[Extract to read]

After this lab you will be able to:
- Describe how to access the events stored in the index and HDFS to create dashboards, analytics for threat hunting, and run books for investigations.
After an event is fully enriched and triaged, Metron automatically stores the event in an index (Solr or Elastic Search) and in HDFS. HDFS stores the entire history of events for the specified retention period. The index typically stores several months of the most recent events. The retention period for each storage mechanism is configurable and there are several cost effective options for storing and analyzing years of events.
Apache Metron and the Hadoop ecosystem offer many options for analyzing stored cybersecurity events. For example:
- Metron Alerts UI
- Apache Zeppelin Notebooks using Apache Spark
- Banana and Kibana Dashboards
- Third party business intelligence tools
The Metron Alerts UI reads events from the index which provides a very flexible search API that quickly filters the haystack to a subset of events. See the Getting started lab for instructions on opening the Metron Alerts UI. Once the UI is open, enter a simple or complex query in the UI and the filtered events will display in the UI. Click on the headers to sort ascending or descending by an event field. Complete the earlier labs to see the Alerts UI in action.
Apache Zeppelin is an open source web based notebook for recording and sharing analytics and visualizations of event data stored in both HDFS and the index. Zeppelin offers a number of interpeters including shell commands, Apache Spark and SQL queries. Different interpreters can be combined in the same notebook as can python, scala and R code.
Apache Spark is a distributed analytics engine capable of analyzing the entire haystack and building machine learning models. Spark supports scala, python, java, and R programming languages.
Spark code included in a notebook records commands for common cyber security analytics tasks such as dashboard visualizations, investigation run books, and threat hunting queries and visualizations.
- Open Ambari in the browser:
http://mobius.local:8080/ - Select Zeppelin Notebook on the left hand side of the browser window.
- Pull down the Quick Links menu to the right of the Summary and Configs tab and select Zeppelin UI.
- The Zeppelin page appears. Click the Login button on the upper right side of the page.
- Enter the Zeppelin credentials (admin/admin). Click Login.
- The Welcome to Zeppelin page opens. Click on the Auth Investigation notebook link.

[Set exercise A]
Answer these questions using the lab text above:
(i) Where does Metron automatically store an event once it is fully enriched and triaged?
(ii) Which programming languages does Apache Spark support?
(iii) Which credentials are entered to log in to Zeppelin?

(Extracted records)
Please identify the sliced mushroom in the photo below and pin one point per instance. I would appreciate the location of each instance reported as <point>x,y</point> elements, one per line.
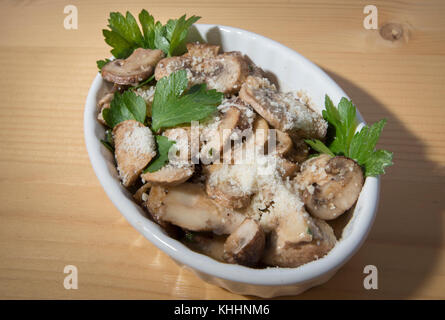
<point>299,153</point>
<point>141,195</point>
<point>138,67</point>
<point>134,149</point>
<point>230,185</point>
<point>224,72</point>
<point>219,136</point>
<point>203,50</point>
<point>168,175</point>
<point>261,132</point>
<point>283,143</point>
<point>245,245</point>
<point>283,111</point>
<point>287,168</point>
<point>330,186</point>
<point>104,103</point>
<point>281,251</point>
<point>189,207</point>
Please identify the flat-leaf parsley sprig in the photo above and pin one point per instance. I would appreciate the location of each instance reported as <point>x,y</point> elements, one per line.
<point>358,146</point>
<point>124,35</point>
<point>173,104</point>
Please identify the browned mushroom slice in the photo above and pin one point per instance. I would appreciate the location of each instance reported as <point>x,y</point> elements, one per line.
<point>168,175</point>
<point>173,64</point>
<point>224,72</point>
<point>208,244</point>
<point>299,153</point>
<point>245,245</point>
<point>141,195</point>
<point>261,132</point>
<point>287,168</point>
<point>134,149</point>
<point>230,185</point>
<point>330,186</point>
<point>103,104</point>
<point>283,111</point>
<point>203,50</point>
<point>138,67</point>
<point>282,252</point>
<point>188,206</point>
<point>283,143</point>
<point>218,137</point>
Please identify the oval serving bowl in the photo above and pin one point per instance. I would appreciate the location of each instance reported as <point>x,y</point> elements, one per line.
<point>291,72</point>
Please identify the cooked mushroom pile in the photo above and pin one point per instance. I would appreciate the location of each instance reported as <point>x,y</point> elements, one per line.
<point>271,209</point>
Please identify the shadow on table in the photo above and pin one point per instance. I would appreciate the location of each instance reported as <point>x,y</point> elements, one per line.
<point>404,241</point>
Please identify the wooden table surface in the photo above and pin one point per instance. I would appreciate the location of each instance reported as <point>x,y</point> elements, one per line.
<point>55,213</point>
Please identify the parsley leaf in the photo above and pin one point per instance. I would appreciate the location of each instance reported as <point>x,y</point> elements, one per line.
<point>161,158</point>
<point>125,35</point>
<point>126,106</point>
<point>101,63</point>
<point>319,146</point>
<point>173,104</point>
<point>358,146</point>
<point>108,141</point>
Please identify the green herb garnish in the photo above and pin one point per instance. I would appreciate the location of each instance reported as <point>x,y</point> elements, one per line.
<point>101,63</point>
<point>358,146</point>
<point>126,106</point>
<point>143,83</point>
<point>173,104</point>
<point>161,158</point>
<point>125,35</point>
<point>108,141</point>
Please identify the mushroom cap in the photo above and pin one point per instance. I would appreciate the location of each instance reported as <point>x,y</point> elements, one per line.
<point>332,185</point>
<point>203,50</point>
<point>169,175</point>
<point>188,206</point>
<point>219,139</point>
<point>134,148</point>
<point>296,254</point>
<point>224,72</point>
<point>138,67</point>
<point>224,186</point>
<point>282,110</point>
<point>245,245</point>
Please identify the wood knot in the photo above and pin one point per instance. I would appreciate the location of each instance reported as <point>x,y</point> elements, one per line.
<point>391,31</point>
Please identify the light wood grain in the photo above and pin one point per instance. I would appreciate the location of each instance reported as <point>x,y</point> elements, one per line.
<point>55,213</point>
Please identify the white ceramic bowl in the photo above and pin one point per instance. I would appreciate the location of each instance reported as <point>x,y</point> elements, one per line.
<point>293,72</point>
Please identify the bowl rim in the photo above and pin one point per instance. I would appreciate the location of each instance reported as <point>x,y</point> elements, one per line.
<point>271,276</point>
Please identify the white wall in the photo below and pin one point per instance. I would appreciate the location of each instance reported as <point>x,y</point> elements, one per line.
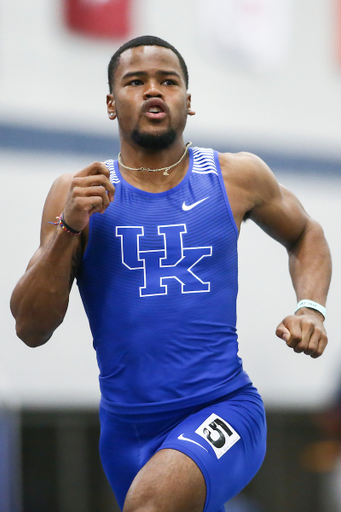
<point>64,371</point>
<point>51,77</point>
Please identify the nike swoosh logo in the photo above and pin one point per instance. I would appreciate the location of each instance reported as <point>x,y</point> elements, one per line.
<point>186,207</point>
<point>182,438</point>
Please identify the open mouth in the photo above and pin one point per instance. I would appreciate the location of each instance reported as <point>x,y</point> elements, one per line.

[Set exercise B] Put the stretch of the records from the line that contains "Please identify the nike" through the line that contains "<point>182,438</point>" into a Markdown table with the columns Row and Line. Include only those lines, skip blank ones, and number the rows starting at 1.

[Expected answer A]
(i) In an index (Solr or Elastic Search) and in HDFS.
(ii) Scala, python, java, and R.
(iii) admin/admin.

[Expected answer B]
| Row | Line |
|---|---|
| 1 | Please identify the nike swoosh logo in the photo above and pin one point per instance. I would appreciate the location of each instance reported as <point>x,y</point> elements, one per line. |
| 2 | <point>186,207</point> |
| 3 | <point>182,438</point> |